Dataset entries

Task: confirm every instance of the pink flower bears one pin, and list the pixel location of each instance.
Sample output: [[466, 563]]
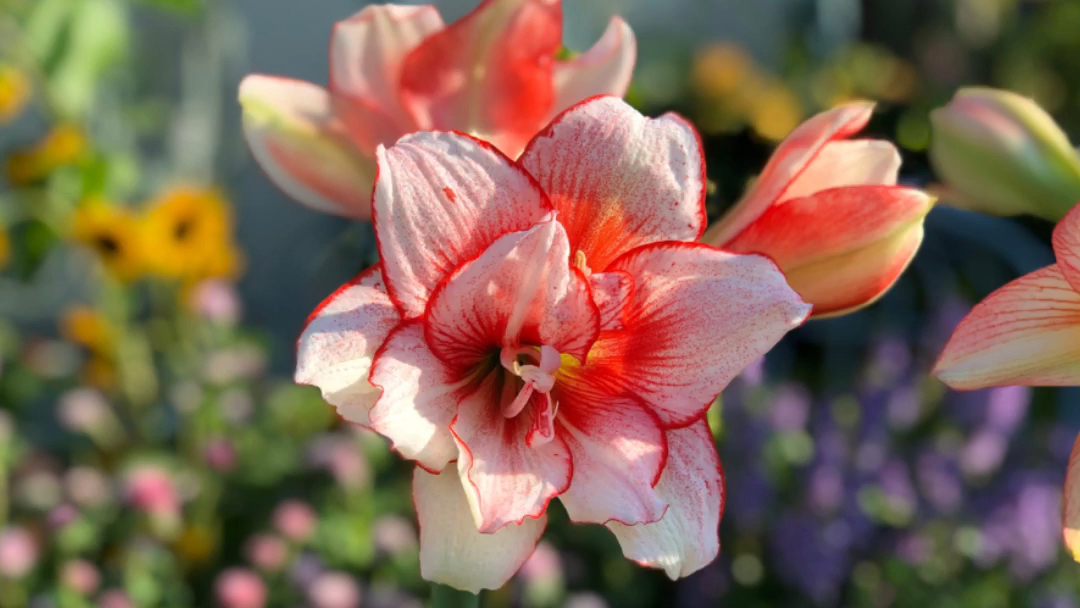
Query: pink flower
[[397, 69], [550, 325], [828, 211]]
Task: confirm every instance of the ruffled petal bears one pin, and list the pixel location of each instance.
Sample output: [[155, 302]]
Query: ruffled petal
[[367, 51], [792, 158], [605, 69], [618, 179], [339, 341], [419, 397], [441, 199], [505, 480], [687, 538], [296, 133], [488, 73], [451, 551], [521, 291], [619, 450], [698, 316], [1025, 333]]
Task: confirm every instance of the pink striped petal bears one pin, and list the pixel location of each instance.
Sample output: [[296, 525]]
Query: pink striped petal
[[451, 551], [618, 179], [698, 316], [440, 200], [339, 340], [687, 538], [1025, 333]]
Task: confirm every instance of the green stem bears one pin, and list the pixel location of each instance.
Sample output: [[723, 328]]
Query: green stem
[[443, 596]]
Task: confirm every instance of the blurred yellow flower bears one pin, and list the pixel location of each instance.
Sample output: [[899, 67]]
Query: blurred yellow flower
[[113, 233], [14, 93], [64, 145], [188, 235]]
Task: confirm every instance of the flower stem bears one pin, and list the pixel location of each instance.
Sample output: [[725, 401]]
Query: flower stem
[[443, 596]]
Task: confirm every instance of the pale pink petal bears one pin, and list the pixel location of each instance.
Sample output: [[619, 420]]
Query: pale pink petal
[[505, 480], [339, 340], [858, 162], [1025, 333], [687, 538], [419, 397], [618, 179], [367, 51], [618, 448], [1067, 246], [794, 154], [296, 133], [451, 551], [605, 69], [441, 199], [698, 316], [488, 73], [521, 291]]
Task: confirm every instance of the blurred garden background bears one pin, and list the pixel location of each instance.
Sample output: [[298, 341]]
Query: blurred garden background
[[154, 453]]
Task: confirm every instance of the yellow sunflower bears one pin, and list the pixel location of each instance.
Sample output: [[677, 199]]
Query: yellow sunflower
[[188, 235], [113, 233]]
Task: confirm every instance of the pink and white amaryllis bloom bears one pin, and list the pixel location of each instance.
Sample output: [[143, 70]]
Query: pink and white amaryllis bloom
[[1028, 333], [549, 327], [396, 69], [828, 211]]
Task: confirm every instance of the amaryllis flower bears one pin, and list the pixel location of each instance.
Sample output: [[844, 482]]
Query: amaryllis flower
[[1027, 333], [828, 211], [549, 327], [396, 69]]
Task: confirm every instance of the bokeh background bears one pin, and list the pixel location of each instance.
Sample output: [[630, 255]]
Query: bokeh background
[[154, 454]]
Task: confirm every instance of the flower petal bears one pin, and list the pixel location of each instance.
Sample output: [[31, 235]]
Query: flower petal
[[419, 397], [687, 538], [296, 135], [440, 200], [859, 162], [505, 480], [698, 316], [488, 73], [339, 340], [792, 158], [521, 291], [618, 448], [605, 69], [618, 179], [1067, 246], [1025, 333], [840, 248], [451, 551], [367, 51]]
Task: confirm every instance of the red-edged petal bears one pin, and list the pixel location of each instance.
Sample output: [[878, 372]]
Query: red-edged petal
[[489, 73], [505, 480], [451, 551], [296, 132], [440, 200], [521, 291], [1025, 333], [794, 154], [367, 51], [605, 69], [844, 247], [419, 397], [1067, 246], [698, 316], [859, 162], [687, 538], [339, 341], [618, 179], [618, 447]]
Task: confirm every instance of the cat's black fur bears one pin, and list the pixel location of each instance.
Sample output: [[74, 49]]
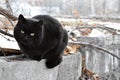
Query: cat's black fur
[[41, 37]]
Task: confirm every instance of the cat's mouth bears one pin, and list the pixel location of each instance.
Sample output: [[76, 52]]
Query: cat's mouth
[[26, 43]]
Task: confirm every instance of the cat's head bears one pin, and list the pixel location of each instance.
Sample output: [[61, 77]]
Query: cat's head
[[29, 31]]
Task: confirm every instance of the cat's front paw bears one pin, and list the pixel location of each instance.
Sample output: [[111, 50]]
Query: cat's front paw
[[53, 62]]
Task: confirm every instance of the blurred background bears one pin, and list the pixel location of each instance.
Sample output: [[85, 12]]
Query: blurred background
[[64, 8]]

[What is expected] Your task is to repeat the records exactly. Images do not belong in the copy.

[Solution for this exercise]
Task: confirm every instance of the pink flower bears one pin, and list the pixel location of each instance.
Sample output: [[466, 563]]
Query: pink flower
[[397, 69], [550, 325], [828, 211]]
Task: confirm every instance of the ruffled petal bears one pin, and list the pixel location of each instance.
Sample output: [[155, 302]]
Query: ruffled petal
[[367, 51], [792, 158], [605, 69], [618, 179], [339, 341], [419, 397], [441, 199], [505, 480], [687, 538], [296, 133], [488, 73], [451, 551], [521, 291], [619, 450], [698, 316], [1025, 333]]
Task: confirm every instance of the pink striped petal bears one pin, and list the pixel location of each instance.
Sample output: [[296, 525]]
Query: pink striped petal
[[451, 551], [618, 179], [698, 316], [440, 200], [339, 340], [687, 538], [1025, 333]]
Task: confirm every instance of the green stem bears one pin, and list the pixel location of each instance.
Sample output: [[723, 328]]
Query: green stem
[[443, 596]]
Task: confirm every instance of the blurred yellow flower bears one pin, and list the pixel location of each instance.
Sample output: [[899, 67]]
Query: blurred yellow flower
[[113, 233], [14, 93], [64, 145], [188, 235]]
Task: confirm every instance of the flower stem bears one pin, and list the pixel location of each instance.
Sample output: [[725, 401]]
Query: flower stem
[[443, 596]]
Task: confirm every instance of the pale pink petal bears one pin, and list the pixel location of each instance.
Sample output: [[619, 420]]
Query: pale pink petal
[[505, 480], [339, 340], [858, 162], [1025, 333], [687, 538], [419, 397], [618, 179], [367, 51], [618, 448], [1067, 246], [794, 154], [296, 133], [451, 551], [605, 69], [441, 199], [698, 316], [488, 73], [521, 291]]
Task: confirm every instance of the blurred garden background bears one pin, and list the pixel location of each instance.
Sample output: [[298, 341]]
Query: blurred garden background
[[154, 453]]
Task: confirm every instance of the yellow sunflower bears one pin, and list the pixel location of each instance.
Sample output: [[677, 199]]
Query: yellow sunflower
[[188, 235], [113, 233]]
Task: confirm every instance of the pink and white amaryllis bloom bears one pin, and list the pixel location of each instance.
Sample output: [[143, 70]]
Query: pink and white amaryllis bloom
[[1028, 333], [549, 327], [396, 69], [828, 211]]
Task: confirm every instance of the amaryllis flower bears one pin, and list the pixel location of each instance.
Sample output: [[844, 482]]
Query: amaryllis flower
[[1027, 333], [828, 211], [549, 327], [396, 69]]
Task: confirm every instance of the bokeh background bears one pin, and list the pixel location of each instance.
Sample output: [[630, 255]]
Query: bokeh background
[[154, 454]]
Task: confirm every instance of the flower petal bears one pin, and list the pixel location of each instance.
Sample output: [[31, 235]]
Query: flower petal
[[419, 397], [687, 538], [296, 135], [440, 200], [859, 162], [505, 480], [698, 316], [488, 73], [339, 340], [792, 158], [521, 291], [618, 448], [605, 69], [618, 179], [1067, 246], [1025, 333], [840, 248], [451, 551], [367, 51]]
Task: confirm every instance of the red-edged petal bears one pin, and list the pixel location of each instance.
Sample output: [[878, 372]]
Query: red-edged petal
[[489, 73], [505, 480], [451, 551], [296, 132], [440, 200], [521, 291], [1025, 333], [794, 154], [367, 51], [605, 69], [844, 247], [419, 397], [1067, 246], [698, 316], [859, 162], [687, 538], [339, 341], [618, 179], [618, 447]]
Task: confirm every instance of the cat's black fur bears one pin, and list the pixel location of each instance.
Sample output: [[74, 49]]
Query: cat's black fur
[[41, 37]]
Task: confirm every instance of the cat's mouth bears one pin, and list the pixel location of each instance.
Sample output: [[76, 52]]
Query: cat's mouth
[[26, 43]]
Task: confirm every instance of the cat's head bears one pin, and list the pixel location of each instance.
Sample output: [[61, 77]]
Query: cat's head
[[29, 31]]
Task: confirm every instance of the cat's front paw bears one pin, and list the pixel location of each instance.
Sample output: [[111, 50]]
Query: cat's front paw
[[53, 62]]
Task: confirm every instance of the blurred background bears one pin, and list the pixel location of each instance.
Sample output: [[85, 12]]
Query: blurred background
[[64, 8]]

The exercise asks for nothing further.